[Opening DOCUMENT SECTION section]

TOO CONNECTED? TRY CELLIBACY!
To me, this is a great idea!! No cell phone for 2 months. Connect with people face to face. I like it.
I am not a huge fan of cell phones or texting. Yes, I have one and yes, I do use it every day. But I turn it off a lot. Frankly, I don't like the whole idea of being that connected. Maybe it's because I hide out in bed a lot lately since my health got worse. In fact, I usually only have my cell phone on when my kids are not with me. When they are with me, who cares really.
In early 2001 I was with my parents (who were still alive then) in Scottsdale. They babysat my girls one evening and gave me their car keys and asked me to go pick up groceries at the local Fry's.
When I finished my shopping I got in the cash only line. The woman in front of me was a well-dressed lady with a loaded shopping cart... and a cell phone glued firmly to her ear as she blathered away to her cell-friend. LOUDLY.
In the space of a few short minutes, I heard all about her date from the night before including their mattress olympics and an all-access verbal picture of size, shape, color, duration and sounds of same. She, like many cellphone addicts, apparently thought there was a cone of silence around her. There wasn't.

[Closing DOCUMENT SECTION section]

§ **WORK ORDER A**
In the blog post about going without a cell phone, which store did the writer's parents send the writer to for groceries?
§ **WORK ORDER B**
Carry the blog post about going without a cell phone forward from its final sentence.

[Opening DATASET ENTRIES section]

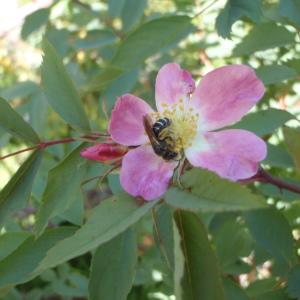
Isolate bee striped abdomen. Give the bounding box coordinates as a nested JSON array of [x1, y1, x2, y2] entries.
[[152, 118, 171, 138]]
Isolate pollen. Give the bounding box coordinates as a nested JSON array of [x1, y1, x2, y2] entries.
[[160, 101, 199, 152]]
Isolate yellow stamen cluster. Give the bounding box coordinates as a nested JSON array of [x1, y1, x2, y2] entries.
[[153, 99, 199, 153]]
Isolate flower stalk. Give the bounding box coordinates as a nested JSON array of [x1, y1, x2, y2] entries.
[[0, 133, 107, 160]]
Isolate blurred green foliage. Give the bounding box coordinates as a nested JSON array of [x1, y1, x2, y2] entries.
[[0, 0, 300, 300]]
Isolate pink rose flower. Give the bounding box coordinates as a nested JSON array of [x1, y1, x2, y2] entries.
[[83, 63, 267, 200]]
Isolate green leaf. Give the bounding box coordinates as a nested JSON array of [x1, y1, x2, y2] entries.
[[174, 210, 225, 300], [246, 277, 278, 299], [34, 194, 156, 271], [263, 143, 294, 169], [84, 67, 123, 91], [0, 151, 42, 224], [231, 108, 295, 136], [256, 65, 297, 85], [21, 8, 50, 40], [0, 80, 40, 101], [101, 69, 139, 112], [0, 227, 74, 287], [165, 169, 266, 212], [0, 231, 30, 261], [89, 229, 137, 300], [287, 265, 300, 299], [216, 0, 262, 38], [245, 208, 294, 269], [111, 16, 193, 69], [0, 98, 40, 144], [74, 29, 117, 49], [279, 0, 300, 29], [233, 23, 295, 56], [121, 0, 148, 31], [152, 204, 174, 271], [223, 278, 250, 300], [283, 127, 300, 170], [41, 40, 90, 132], [36, 144, 85, 235], [214, 220, 252, 274], [108, 0, 126, 17]]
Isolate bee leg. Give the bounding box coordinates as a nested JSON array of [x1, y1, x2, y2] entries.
[[173, 158, 185, 189]]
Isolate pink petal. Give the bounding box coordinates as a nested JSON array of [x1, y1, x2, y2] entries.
[[108, 94, 153, 146], [155, 63, 195, 111], [120, 146, 177, 200], [185, 129, 267, 181], [191, 65, 264, 131]]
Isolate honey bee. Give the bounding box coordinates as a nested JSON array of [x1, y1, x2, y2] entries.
[[143, 115, 180, 160]]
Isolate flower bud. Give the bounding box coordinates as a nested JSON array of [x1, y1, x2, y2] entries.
[[80, 140, 128, 165]]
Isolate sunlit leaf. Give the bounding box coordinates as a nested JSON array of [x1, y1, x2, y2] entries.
[[287, 265, 300, 299], [283, 127, 300, 170], [165, 169, 265, 212], [34, 194, 156, 270], [0, 151, 42, 224], [233, 23, 295, 56], [36, 145, 85, 235], [216, 0, 262, 38], [111, 16, 193, 69], [0, 227, 74, 287], [232, 108, 295, 136], [0, 98, 40, 144], [41, 40, 90, 132], [256, 65, 297, 85], [245, 208, 294, 269], [174, 210, 225, 300], [89, 229, 137, 300], [21, 8, 50, 39]]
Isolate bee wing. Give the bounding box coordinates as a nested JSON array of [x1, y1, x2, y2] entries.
[[143, 115, 159, 146]]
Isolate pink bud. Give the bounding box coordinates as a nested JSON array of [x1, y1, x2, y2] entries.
[[80, 140, 128, 165]]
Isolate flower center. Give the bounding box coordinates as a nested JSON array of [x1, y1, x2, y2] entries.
[[155, 100, 199, 153]]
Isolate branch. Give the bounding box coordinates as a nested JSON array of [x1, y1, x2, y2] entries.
[[0, 133, 108, 160], [240, 168, 300, 194]]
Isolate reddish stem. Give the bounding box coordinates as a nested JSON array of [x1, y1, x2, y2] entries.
[[0, 133, 107, 160], [240, 168, 300, 194]]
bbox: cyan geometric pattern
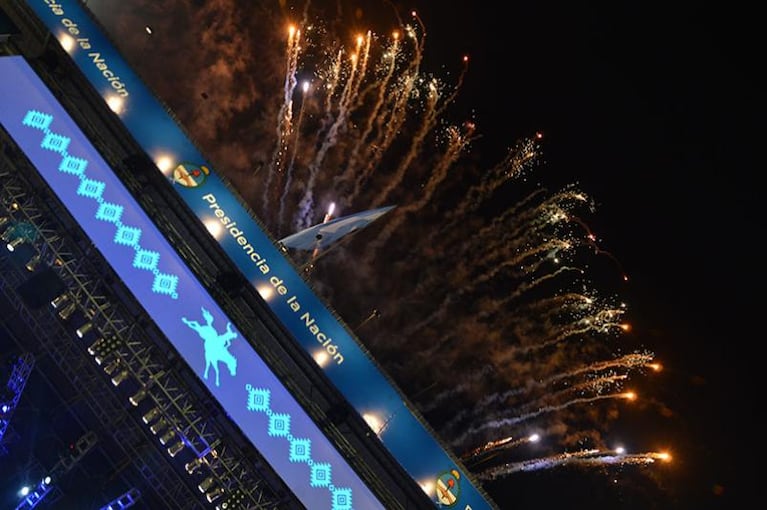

[Closing DATASET ENTRIES section]

§ **EXPECTED OUTPUT A**
The local Fry's.

§ **EXPECTED OUTPUT B**
Now to top this picture off, this same woman, despite the huge sign stating cash only over the cashier: finished checking out and whipped out her checkbook. Yeah, that's right. Then proceeded to argue with the red-faced cashier boy until he gave in and took her check to get her out of the store.
And not once did this woman put down the cellphone. As I crossed the parking lot with my purchases I saw this same cellphoner drive past me. Cell still glued firmly to her ear with one hand on the steering wheel.
So Amy, I wish you luck! Please prove to the world there is life without a cellphone! My kids asked for cell phones for the holidays. At least they still believe in Santa enough to be angry at him for not delivering!
The project is called “Cellibacy”, but as comedian and advocate Amy Borkowsky explains, “It’s not about giving up sex. I’m giving up something much harder than that.” On January 1st, Borkowsky will attempt to ring in 2008 with a lot less ringing, as she officially turns off her cell phone service for sixty days, becoming America’s first advocate for moderation in cell phone use.
“Your peak minutes shouldn’t have anything to do with yelling into a phone.”
“It’s not like I O.D.’d on cell minutes and started foaming at the mouth, and friends and loved ones didn’t stage an intervention,” explains Amy, who first explored her love-hate relationship with the phone on her hit comedy CDs, Amy’s Answering Machine: Messages from Mom. “I’m doing this because I really question how being so dependent on my cell phone is affecting my quality of life.”
Like a lot of people, she wonders how it evolved from a smart thing to have in an emergency to something convenient for outgoing calls but not essential, to such a constant attachment to her ear that “my face practically has a tan line in the shape of the VX8300.”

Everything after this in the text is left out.